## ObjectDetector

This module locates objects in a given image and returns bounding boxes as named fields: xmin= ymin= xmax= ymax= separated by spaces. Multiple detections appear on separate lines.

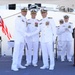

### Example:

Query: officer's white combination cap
xmin=30 ymin=9 xmax=37 ymax=13
xmin=21 ymin=7 xmax=27 ymax=11
xmin=40 ymin=7 xmax=48 ymax=12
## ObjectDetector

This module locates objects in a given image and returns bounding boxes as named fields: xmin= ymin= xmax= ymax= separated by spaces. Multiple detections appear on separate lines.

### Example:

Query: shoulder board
xmin=69 ymin=22 xmax=73 ymax=24
xmin=39 ymin=19 xmax=42 ymax=21
xmin=18 ymin=16 xmax=21 ymax=17
xmin=48 ymin=17 xmax=52 ymax=19
xmin=36 ymin=19 xmax=39 ymax=21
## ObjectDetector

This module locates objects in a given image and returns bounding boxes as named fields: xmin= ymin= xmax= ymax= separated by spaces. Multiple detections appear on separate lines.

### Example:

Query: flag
xmin=0 ymin=16 xmax=12 ymax=40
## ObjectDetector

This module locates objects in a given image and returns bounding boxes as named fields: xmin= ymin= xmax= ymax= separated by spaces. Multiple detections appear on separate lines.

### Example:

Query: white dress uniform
xmin=57 ymin=24 xmax=63 ymax=56
xmin=11 ymin=15 xmax=27 ymax=71
xmin=40 ymin=17 xmax=56 ymax=70
xmin=59 ymin=22 xmax=73 ymax=61
xmin=26 ymin=18 xmax=39 ymax=66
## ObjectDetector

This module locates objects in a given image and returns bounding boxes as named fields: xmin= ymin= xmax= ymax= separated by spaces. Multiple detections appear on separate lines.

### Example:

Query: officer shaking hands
xmin=25 ymin=9 xmax=39 ymax=66
xmin=40 ymin=7 xmax=56 ymax=70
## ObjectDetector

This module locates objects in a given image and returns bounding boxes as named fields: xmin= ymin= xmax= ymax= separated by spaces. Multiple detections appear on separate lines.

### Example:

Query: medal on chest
xmin=35 ymin=22 xmax=38 ymax=27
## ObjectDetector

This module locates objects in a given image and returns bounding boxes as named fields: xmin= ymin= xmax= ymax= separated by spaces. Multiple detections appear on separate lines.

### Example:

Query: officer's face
xmin=21 ymin=11 xmax=27 ymax=16
xmin=64 ymin=18 xmax=69 ymax=22
xmin=31 ymin=13 xmax=36 ymax=18
xmin=41 ymin=12 xmax=47 ymax=18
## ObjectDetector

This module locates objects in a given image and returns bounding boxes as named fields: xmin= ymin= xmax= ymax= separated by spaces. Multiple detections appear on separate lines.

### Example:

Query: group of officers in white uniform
xmin=11 ymin=7 xmax=72 ymax=71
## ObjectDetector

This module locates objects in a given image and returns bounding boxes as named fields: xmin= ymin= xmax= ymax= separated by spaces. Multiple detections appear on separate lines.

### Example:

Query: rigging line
xmin=3 ymin=12 xmax=21 ymax=19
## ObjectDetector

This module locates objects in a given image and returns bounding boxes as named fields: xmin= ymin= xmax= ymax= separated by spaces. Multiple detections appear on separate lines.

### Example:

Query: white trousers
xmin=12 ymin=42 xmax=24 ymax=67
xmin=26 ymin=41 xmax=39 ymax=64
xmin=41 ymin=42 xmax=55 ymax=66
xmin=61 ymin=41 xmax=73 ymax=60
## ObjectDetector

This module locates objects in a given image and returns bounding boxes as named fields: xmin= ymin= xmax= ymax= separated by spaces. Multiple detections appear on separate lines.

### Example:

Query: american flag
xmin=0 ymin=16 xmax=12 ymax=40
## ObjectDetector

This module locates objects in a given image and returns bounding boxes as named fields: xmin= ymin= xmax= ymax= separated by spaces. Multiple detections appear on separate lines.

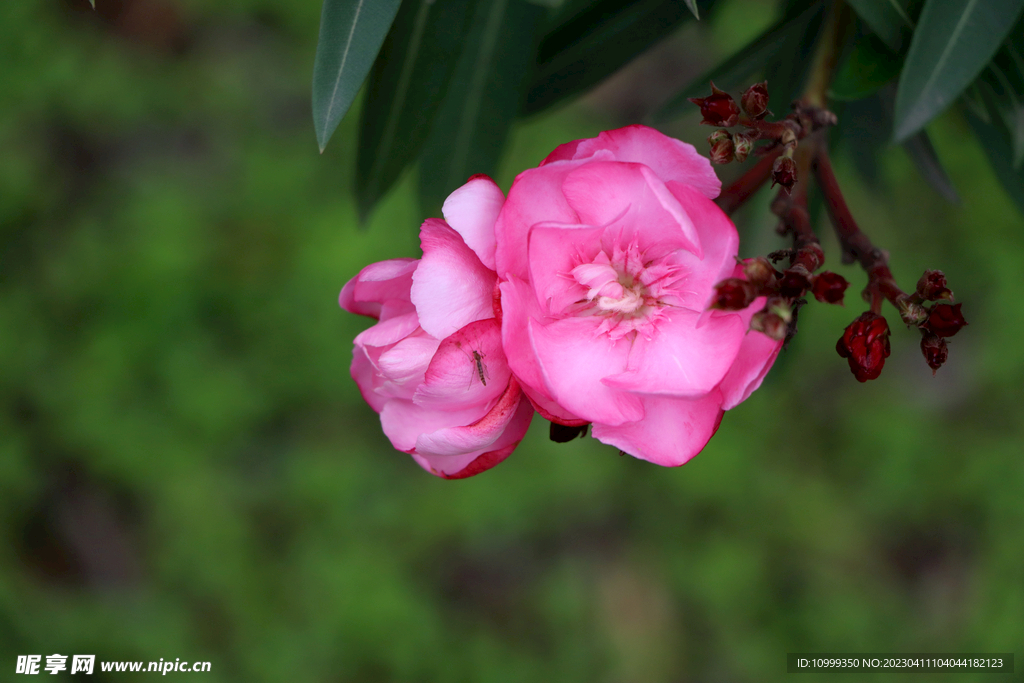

☆ ☆ ☆ ☆ ☆

Формулировка задания
Перепишите приведённые выше данные целиком, заменив «Query» на «Label» и оставив всё остальное без изменений. Изображения в ответ не включайте.

Ответ к заданию
## ObjectDetector

This module locates objects in a given image and returns bounding boxes as named fields: xmin= ymin= xmax= ymax= separated by spaces. Multiple detections appear on separate lines.


### Example:

Label: officer's white combination cap
xmin=30 ymin=9 xmax=37 ymax=13
xmin=21 ymin=7 xmax=27 ymax=11
xmin=40 ymin=7 xmax=48 ymax=12
## ObjectDetector

This module locates objects in a given image and returns bounding boxes as named fields: xmin= ymin= xmax= ymax= separated by spaces. Multiple detections appear on separate lines.

### Example:

Label: shoulder board
xmin=69 ymin=22 xmax=73 ymax=24
xmin=39 ymin=19 xmax=42 ymax=21
xmin=18 ymin=16 xmax=21 ymax=17
xmin=48 ymin=17 xmax=52 ymax=19
xmin=36 ymin=19 xmax=39 ymax=21
## ObjectDetector

This module locates objects in a given image and returns bounding boxes as named fields: xmin= ymin= xmax= ymax= separated by spaces. Multiple detections appear on separate lines.

### Example:

Label: flag
xmin=0 ymin=16 xmax=12 ymax=40
## ObjectDetector

This module locates objects in a given image and returns bounding boxes as named fields: xmin= ymin= xmax= ymax= separated by spaces. Multiple detections appear on separate lines.

### Example:

Label: white dress uniform
xmin=57 ymin=24 xmax=63 ymax=56
xmin=11 ymin=15 xmax=27 ymax=71
xmin=40 ymin=17 xmax=56 ymax=70
xmin=59 ymin=22 xmax=73 ymax=61
xmin=26 ymin=18 xmax=39 ymax=66
## ObjectDetector

This module locates objects in a given image and returns bounding boxes as named fields: xmin= ymin= xmax= ymax= separated by spaces. Multiple detections appear on separate lines.

### Example:

Label: officer shaking hands
xmin=25 ymin=9 xmax=39 ymax=66
xmin=40 ymin=7 xmax=56 ymax=70
## ObjectDetector

This module locates objects in a given image and returns bounding boxes as named fields: xmin= ymin= xmax= ymax= separated by spaces. Multiple detections appear on separate lines.

### Example:

Label: medal on chest
xmin=35 ymin=22 xmax=38 ymax=27
## ObjectDetector

This module locates objects in a given image and returns bounding boxes as named fields: xmin= ymin= xmax= ymax= separated by spaces. Multiple detections appear on separate lines.

### Example:

Label: officer's face
xmin=21 ymin=11 xmax=27 ymax=16
xmin=64 ymin=18 xmax=69 ymax=22
xmin=31 ymin=13 xmax=36 ymax=18
xmin=41 ymin=12 xmax=47 ymax=18
## ObjectDetector

This module locates objects in a given image and returns bounding boxes as named fields: xmin= ymin= xmax= ymax= separated by spaces. Multiple detections appear on separate lines.

### Example:

Label: group of officers in white uniform
xmin=11 ymin=7 xmax=72 ymax=71
## ObjectDetector

This module locates objects in a given image and returns bounding boxes as named fields: xmin= ymin= xmax= ymax= separated by spaces. Multiple detections appear on separate lines.

### Example:

Label: rigging line
xmin=3 ymin=12 xmax=21 ymax=19
## ObjectDetector

This module locates objects in a given image and returns bounding boxes as named fields: xmin= ymin= xmax= ymax= separated by spaces. Multiple detections appear on separate lines.

### Example:

Label: white trousers
xmin=12 ymin=42 xmax=24 ymax=67
xmin=26 ymin=41 xmax=39 ymax=64
xmin=41 ymin=42 xmax=55 ymax=66
xmin=61 ymin=41 xmax=73 ymax=60
## ObjectDetector

This module locates objects in a given image and returns bounding boxes as named fields: xmin= ymin= xmax= ymax= separated by spaces. Multiple detections appear on separate lines.

### Example:

Label: american flag
xmin=0 ymin=16 xmax=12 ymax=40
## ObjectDetector

This module locates objects in a given image and returns bounding boxes as named fields: xmin= ymin= xmax= ymax= separated by spaces. Multiple detections appear on separate lines.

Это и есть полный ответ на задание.